Location identification entries:
_____

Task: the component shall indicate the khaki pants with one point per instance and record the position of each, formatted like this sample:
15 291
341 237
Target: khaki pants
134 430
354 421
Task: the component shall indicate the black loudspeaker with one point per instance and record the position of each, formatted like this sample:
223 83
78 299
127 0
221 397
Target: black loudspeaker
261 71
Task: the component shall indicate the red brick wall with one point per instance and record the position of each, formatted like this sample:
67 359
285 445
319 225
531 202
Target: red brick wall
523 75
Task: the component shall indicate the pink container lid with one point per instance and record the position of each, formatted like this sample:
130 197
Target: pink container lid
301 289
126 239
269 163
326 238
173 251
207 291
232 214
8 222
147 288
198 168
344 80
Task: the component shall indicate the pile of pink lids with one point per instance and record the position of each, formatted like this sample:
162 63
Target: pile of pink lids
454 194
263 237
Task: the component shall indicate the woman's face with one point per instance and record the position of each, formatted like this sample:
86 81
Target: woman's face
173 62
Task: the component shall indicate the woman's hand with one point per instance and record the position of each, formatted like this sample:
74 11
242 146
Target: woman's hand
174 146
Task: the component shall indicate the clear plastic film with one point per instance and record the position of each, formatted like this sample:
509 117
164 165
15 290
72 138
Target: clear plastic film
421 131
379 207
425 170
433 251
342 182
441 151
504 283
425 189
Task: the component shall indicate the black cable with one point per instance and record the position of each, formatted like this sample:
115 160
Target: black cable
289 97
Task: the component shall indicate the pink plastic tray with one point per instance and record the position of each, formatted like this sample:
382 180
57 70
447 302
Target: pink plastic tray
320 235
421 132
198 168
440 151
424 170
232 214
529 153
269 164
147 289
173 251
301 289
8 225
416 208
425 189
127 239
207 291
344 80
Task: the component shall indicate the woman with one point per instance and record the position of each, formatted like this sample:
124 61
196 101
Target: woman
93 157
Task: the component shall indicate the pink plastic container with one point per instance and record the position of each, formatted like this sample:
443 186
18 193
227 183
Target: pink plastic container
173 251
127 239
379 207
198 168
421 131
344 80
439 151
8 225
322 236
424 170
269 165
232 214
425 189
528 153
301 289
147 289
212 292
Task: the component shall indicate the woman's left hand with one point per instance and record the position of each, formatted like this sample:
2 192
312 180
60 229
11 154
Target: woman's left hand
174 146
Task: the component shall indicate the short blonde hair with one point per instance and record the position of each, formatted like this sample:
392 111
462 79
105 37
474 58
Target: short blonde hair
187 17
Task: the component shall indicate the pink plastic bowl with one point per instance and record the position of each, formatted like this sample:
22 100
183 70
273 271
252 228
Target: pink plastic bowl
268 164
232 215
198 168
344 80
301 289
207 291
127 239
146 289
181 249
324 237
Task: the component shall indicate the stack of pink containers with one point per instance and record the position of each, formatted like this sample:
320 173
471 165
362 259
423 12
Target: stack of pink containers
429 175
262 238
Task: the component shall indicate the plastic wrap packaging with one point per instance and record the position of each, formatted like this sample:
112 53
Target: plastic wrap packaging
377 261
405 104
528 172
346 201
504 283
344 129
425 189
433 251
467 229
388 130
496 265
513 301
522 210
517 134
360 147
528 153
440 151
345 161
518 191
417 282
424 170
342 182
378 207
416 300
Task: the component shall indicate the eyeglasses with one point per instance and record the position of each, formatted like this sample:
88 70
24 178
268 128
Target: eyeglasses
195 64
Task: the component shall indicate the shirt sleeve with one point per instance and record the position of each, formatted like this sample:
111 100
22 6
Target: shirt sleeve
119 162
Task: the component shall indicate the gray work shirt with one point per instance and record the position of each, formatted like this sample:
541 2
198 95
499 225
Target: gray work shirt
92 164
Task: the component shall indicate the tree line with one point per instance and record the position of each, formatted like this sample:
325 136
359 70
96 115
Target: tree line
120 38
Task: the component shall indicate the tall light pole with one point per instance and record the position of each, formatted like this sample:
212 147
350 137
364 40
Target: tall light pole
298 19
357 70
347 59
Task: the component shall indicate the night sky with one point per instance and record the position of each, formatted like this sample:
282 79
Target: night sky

_____

WRITTEN TASK:
Restate the listing in full, word for word.

ANSWER:
Task: the component shall indicate the khaki pants with one point per instance and record the position of each, formatted like this sample:
15 291
341 237
Target: khaki pants
134 430
354 421
Task: the component shall indicate the black loudspeaker with one point per instance and record the position of each, formatted like this sample:
223 83
78 299
127 0
221 397
Target: black loudspeaker
261 71
Task: the component shall indicate the red brick wall with one point per instance and record the position of each, formatted like this sample:
67 359
285 445
319 225
531 202
Target: red brick wall
523 75
Task: the component shall indicate the pink container lid with one point per instance and record the position of each, formatted like this sample:
130 197
Target: pink container lid
301 289
126 239
269 163
326 238
173 251
207 291
232 214
8 222
147 288
198 168
344 80
Task: the component shall indicate the pile of pink lids with one point per instance and record the position of each, formatted like this sample:
162 63
Target: pile of pink lids
454 194
263 237
Task: the component shall indicate the woman's face with one point per instance and record the position of each, formatted like this sample:
86 81
Target: woman's face
173 62
Task: the component shall indicate the woman's hand with one point per instance and record the position of each, formatted like this sample:
74 11
242 146
Target: woman's hand
174 146
Task: the component shall indicate the clear plastic film with one point per instance and record the position of each, formatted like this sample:
509 117
164 165
15 290
72 138
Target: clear plastic film
421 131
379 207
425 170
433 251
342 182
441 151
504 283
425 189
Task: the component shall indicate the black cable with one point per instance and record the position of each, formatted like this sample:
115 160
Target: black cable
289 97
Task: the component shall indicate the pink plastic tray with one point per instance and record the position of each, formatted like this sample:
382 180
57 70
447 302
Target: pink plastic tray
320 235
421 132
198 168
440 151
424 170
232 214
529 153
269 164
147 289
173 251
301 289
8 225
416 208
425 189
127 239
207 291
344 80
Task: the component shall indicate the woman with one point per instance and record the position of each, formatted like this sample:
124 61
196 101
Target: woman
93 157
Task: the component shall indicate the pink plastic container with one point per instance and record the position of each, formatted like this sample:
443 186
18 193
227 183
Target: pink plastic container
173 251
127 239
379 207
198 168
421 131
344 80
439 151
8 225
322 236
424 170
269 165
232 214
425 189
528 153
301 289
147 289
212 292
Task: the component shall indicate the woman's left hand with one point per instance and record the position of each, formatted like this sample:
2 192
312 180
60 229
11 154
Target: woman's left hand
174 146
Task: the component shall indicate the short blonde hair with one point per instance and record the position of each, formatted like this sample:
392 111
462 79
105 37
474 58
Target: short blonde hair
187 17
Task: the component shall indicate the pink plastic bowl with one point per instance and record the position of each, formatted like this sample:
22 100
183 70
273 271
252 228
Target: pink plastic bowl
268 164
232 215
198 168
344 80
301 289
207 291
127 239
146 289
181 249
324 237
Task: the component shall indicate the stack of pink containers with one point per instance and record the position of each, formatted like this sample:
320 173
471 165
362 259
423 12
Target: stack of pink containers
429 175
262 238
Task: the component shall indicate the plastic wrap packaging with one point per instance and record the position of each, formatted like this sample:
112 53
Target: plastic wrap packaging
377 261
405 104
528 172
346 201
504 283
344 129
425 189
433 251
467 229
388 130
496 265
513 301
522 210
517 134
360 147
528 153
440 151
345 161
518 191
417 282
424 170
342 182
378 207
416 300
Task: the component shall indicate the eyeglasses with one point per instance and record the position of each, formatted like this sample:
88 70
24 178
268 128
Target: eyeglasses
195 64
Task: the component shall indicate the shirt sleeve with one point per instance and record the position of each, formatted like this sample:
111 100
22 6
Target: shirt sleeve
119 162
Task: the component shall indicate the gray work shirt with one point per instance and record the position of each, formatted like this sample:
541 2
198 95
499 225
Target: gray work shirt
92 164
Task: the component shall indicate the tree line with one point per instance and record the position of each, formatted like this sample:
325 136
359 70
96 115
Target: tree line
120 38
Task: the component shall indicate the tall light pole with one point per instance and record the position of each, formatted like this sample:
212 147
350 137
364 40
Target: tall light pole
298 19
357 70
347 59
Task: the component shall indicate the night sky with one point per instance and record the position of each, formatted like this sample:
282 79
Target: night sky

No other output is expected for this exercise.